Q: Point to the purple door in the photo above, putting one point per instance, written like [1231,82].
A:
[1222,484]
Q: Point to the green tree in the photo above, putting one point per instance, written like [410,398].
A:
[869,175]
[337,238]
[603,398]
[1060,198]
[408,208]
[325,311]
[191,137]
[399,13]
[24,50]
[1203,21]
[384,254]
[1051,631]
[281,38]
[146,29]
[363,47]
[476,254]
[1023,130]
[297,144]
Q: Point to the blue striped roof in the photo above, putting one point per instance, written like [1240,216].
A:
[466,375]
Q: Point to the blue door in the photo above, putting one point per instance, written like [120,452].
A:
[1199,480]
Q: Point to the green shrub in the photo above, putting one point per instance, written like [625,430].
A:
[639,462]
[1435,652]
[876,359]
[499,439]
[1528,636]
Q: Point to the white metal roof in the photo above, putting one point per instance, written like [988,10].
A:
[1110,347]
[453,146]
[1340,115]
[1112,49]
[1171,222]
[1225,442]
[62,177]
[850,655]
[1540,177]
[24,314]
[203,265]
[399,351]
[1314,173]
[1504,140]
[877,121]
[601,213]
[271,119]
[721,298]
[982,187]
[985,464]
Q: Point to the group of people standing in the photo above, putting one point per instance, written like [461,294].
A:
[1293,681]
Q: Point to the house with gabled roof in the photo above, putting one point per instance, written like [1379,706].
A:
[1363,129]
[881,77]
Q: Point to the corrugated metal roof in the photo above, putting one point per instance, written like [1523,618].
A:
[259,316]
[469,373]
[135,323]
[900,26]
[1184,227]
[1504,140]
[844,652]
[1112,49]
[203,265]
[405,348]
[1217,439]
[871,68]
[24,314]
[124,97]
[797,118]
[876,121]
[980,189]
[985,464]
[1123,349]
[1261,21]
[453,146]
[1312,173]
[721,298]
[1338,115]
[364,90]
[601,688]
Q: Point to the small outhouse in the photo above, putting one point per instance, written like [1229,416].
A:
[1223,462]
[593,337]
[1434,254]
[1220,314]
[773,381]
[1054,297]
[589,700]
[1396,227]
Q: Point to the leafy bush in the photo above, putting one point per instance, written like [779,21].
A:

* * *

**Directions:** Can you reproduce the records above character for character, starting with the line that contains "Q: Point to the house" (that line included) and running through the end of the records?

**The reply:**
Q: Point to the house with gabled roof in the photo above, putting one point per instance, written like [1379,706].
A:
[1363,129]
[881,77]
Q: Point to the corrugated metal roof in the photo above, putting one point per instance, written like [1523,618].
A:
[259,316]
[469,373]
[135,323]
[900,26]
[1184,227]
[1504,140]
[844,652]
[1112,49]
[203,265]
[405,348]
[1217,439]
[871,68]
[24,314]
[124,97]
[797,118]
[876,121]
[980,189]
[985,464]
[1123,349]
[1261,21]
[453,146]
[1312,173]
[721,298]
[1338,115]
[364,90]
[601,688]
Q: Point to the small outhouse in the photo above, putting one point per instance, written like [1229,416].
A:
[1223,462]
[593,337]
[1434,254]
[1220,314]
[773,381]
[1054,297]
[589,700]
[1396,227]
Q: Point to the leafy bush in the photo above, putting one point per instance, written like [779,21].
A:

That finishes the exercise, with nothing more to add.